What is required
Write the next part of the passage on Buddhist art and monuments in Southeast Asia, starting after its final sentence.

Of the hundreds of other monuments Jayavarman built, the Neak Pean (coiled serpents) is notable. It consists of a square pond, 230 feet on each side, faced with stone steps and a circular stone island with a shrine in the center. Two carved snakes entwine the base of the island. There are four smaller directional ponds surrounding the central pond; these are connected with channels so that water could flow out of the central pond into the four side ponds. The water flowed through the stone heads of a human (east), lion (south), horse (west), and elephant (north). This symbolism apparently indicates that the pond was considered a duplicate of the Himalayan lake Anavatapta from which the four celestial rivers of India flow. The central shrine has three false doors carved with images of Avalokitesśvara, to whom the shrine was dedicated. A three-dimensional stone horse to which human figures cling is placed in the water; this is an image of Avalokiteśvara in his form as the horse Balaha, who

attempted to rescue shipwrecked sailors. We know from a thirteenth-century Chinese visitor that the waters of Neak Pean were believed to wash away sin.

The Cham sites are in mid- and southern Vietnam (the kingdom called Champa). The earliest Indian-related inscription, in Sanskrit, in Southeast Asia comes from Vo Canh in south Vietnam, dating to around the third century c.e. The earliest extant Indian-related images are much later, from the seventh century, and are entirely Hindu. A Buddhist monastery, however, was built at Dong Duong in central Vietnam in the ninth and tenth centuries. The Buddhism was MahĀyĀna with tantric elements, apparently something of a local school. The stone sculptures include figures performing unique gestures and wearing unique clothing and ornaments. Both Tārā and Avalokiteśvara were of importance, and in 1978 a metal image of Tārā, almost fifty inches tall, was found, indicating that large metal images were also being made at the time. The style of the Dong Duong sculptures is highly unusual within the Southeast Asian artistic tradition, with such characteristics as a single long eyebrow and the use of wormlike designs for hair and halos.

Indonesia and the Malay Peninsula

The art history of Buddhism becomes even more complex when turning to Indonesia and the Malay Peninsula. As on the mainland, both Hinduism and Buddhism were introduced simultaneously from India as a result of trade. Two of the earliest Indian-related Southeast Asian kingdoms were founded in the fifth century c.e. on the islands, one in Borneo and one in Java. The inscriptions by the "kings" from both mention brahmanical rites and indicate the appeal Hinduism had for the local Southeast Asian chiefs as a means to increase their power through using a shared Indian religious vocabulary.

Data shown
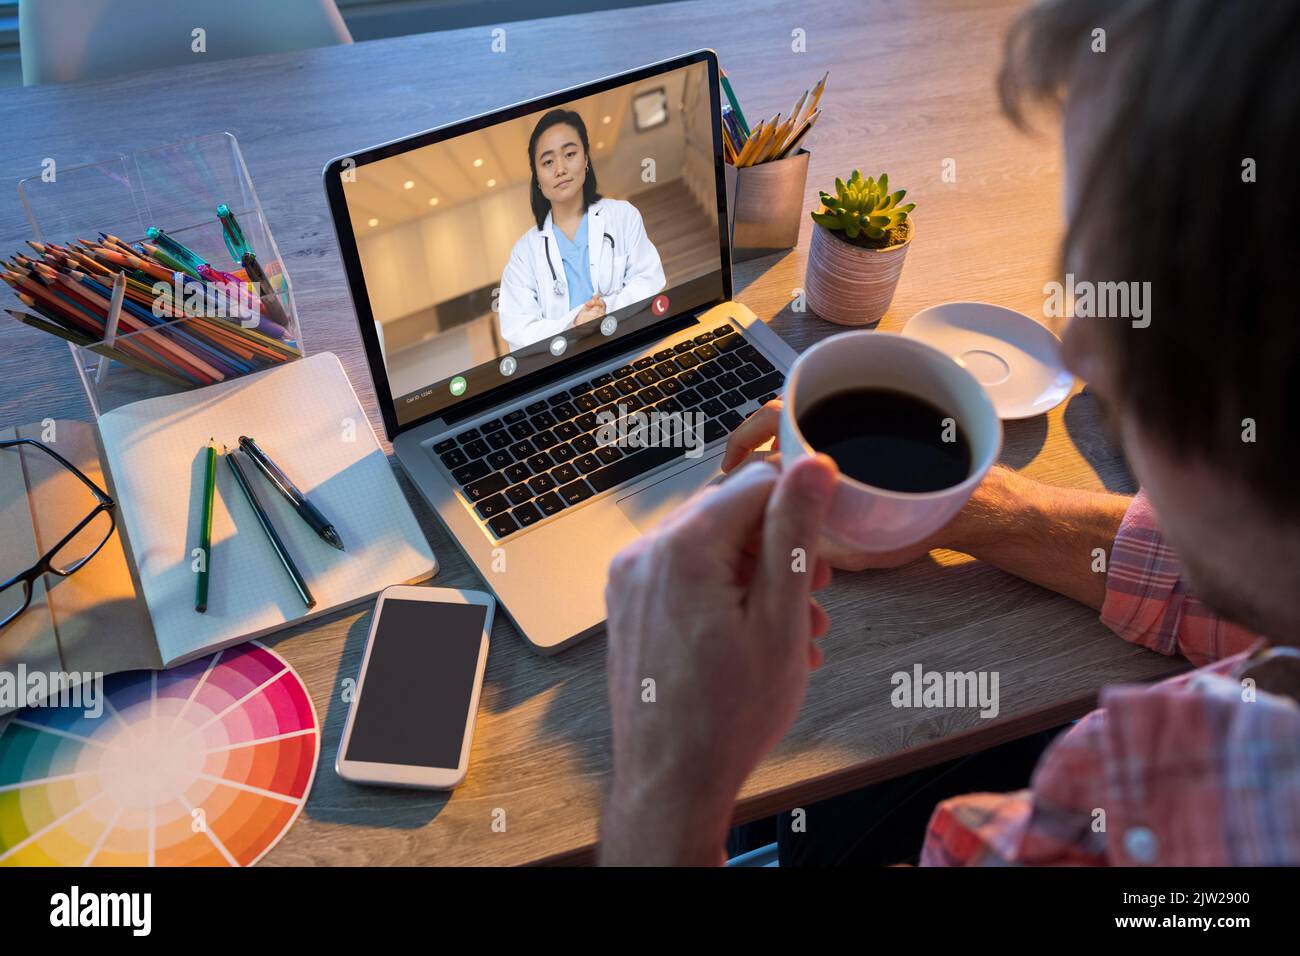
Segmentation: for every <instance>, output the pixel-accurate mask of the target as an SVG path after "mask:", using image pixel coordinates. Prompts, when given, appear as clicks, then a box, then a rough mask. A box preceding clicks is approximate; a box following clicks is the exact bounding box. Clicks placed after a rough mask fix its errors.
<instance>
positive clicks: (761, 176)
mask: <svg viewBox="0 0 1300 956" xmlns="http://www.w3.org/2000/svg"><path fill="white" fill-rule="evenodd" d="M807 178H809V151H807V150H800V151H798V152H796V153H794V155H793V156H787V157H785V159H783V160H775V161H772V163H759V164H758V165H755V166H741V168H740V169H737V168H736V166H732V165H728V166H727V193H728V196H727V200H728V202H727V216H728V219H729V220H731V232H732V261H737V263H740V261H745V260H746V259H757V258H758V256H764V255H768V254H770V252H779V251H781V250H787V248H794V246H796V245H798V241H800V225H801V224H802V221H803V195H805V191H806V189H807Z"/></svg>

Your response
These two kingdoms apparently disappeared, with Indian religions reappearing in central Java in the eighth century. During about a two-hundred-year period (ca. 730–950), hundreds of monuments in brick and stone were built and thousands of images were made in stone and metal. It was during this Central Javanese period that the Buddhist monument Borobudur was erected (ca. 800–830). Few Buddhist monuments have been studied as extensively as Borobudur. It is an enormous structure, measuring 370 feet square and 113 feet tall. Built over a small hill, it consists of millions of cut volcanic stone blocks that rise like a pyramid in four square and three round terraces. There are 1,300 relief panels that illustrate a series of Indian texts, including jātakas and life stories of Śākyamuni Buddha from the Lalitavistara. Placed in niches and in stūpas are 504 life-size Buddha images, each cut in the round. In addition, about 1,472 small stūpas, 72 large perforated stūpas, and an enormous single closed stūpa at the top decorate the structure.

A Mahayānā monument, with perhaps tantric aspects, Borobudur has defied any single interpretation of its meaning and use. As with the Dong Duong Buddhism and art mentioned above, or the Dvāravatī buddhas on flying figures, Southeast Asian Buddhists at Borobudur developed a type of Buddhism that was local and unique. Unlike East Asian Buddhists, Southeast Asian Buddhists did not in the ancient period translate Indian texts into local vernaculars, nor, as far as we know, did they produce their own Buddhist texts. They used the Indian texts in the original Sanskrit or Pali. The result is that we have Indian texts but Southeast Asian art, art that is Indian-related but consistently local in style and iconography. In short, we often have no way to know the extent to which local understanding is hidden under the Indian guise.

There are other important Buddhist monuments in Central Java. Candi Sewu, which probably dates to the end of the eighth century, was dedicated to the bodhisattva Mañjuśrī. It had a central cella with four attached directional subshrines, and was surrounded by 250 smaller shrines. This maṇḍalic organization is seen as well at Borobudur, with the organization of the Buddha images into a seven-Buddha system differentiated by their hand gestures (mudrĀ) and directional placement. During the Central Javanese period both Hinduism and Buddhism coexisted, with the complex of Loro Jonggrang dedicated to Śiva, ViṢṇu, and Brahmā being constructed at about the same time as Borobudur.

During the Central Javanese period enormous numbers of both Buddhist and Hindu images were caste in bronze, gold, and silver. The closeness in style and iconography that many of these metal images shared with images from the Pala period (eighth to twelfth centuries) sites in India has long been observed. The Pala kings were among the last major patrons of Buddhism in India, and it was under them that the great Eastern Indian monastery complexes such as Nālandā flourished. There is also inscriptional and historical evidence for frequent interchange between these monasteries and those in Indonesia.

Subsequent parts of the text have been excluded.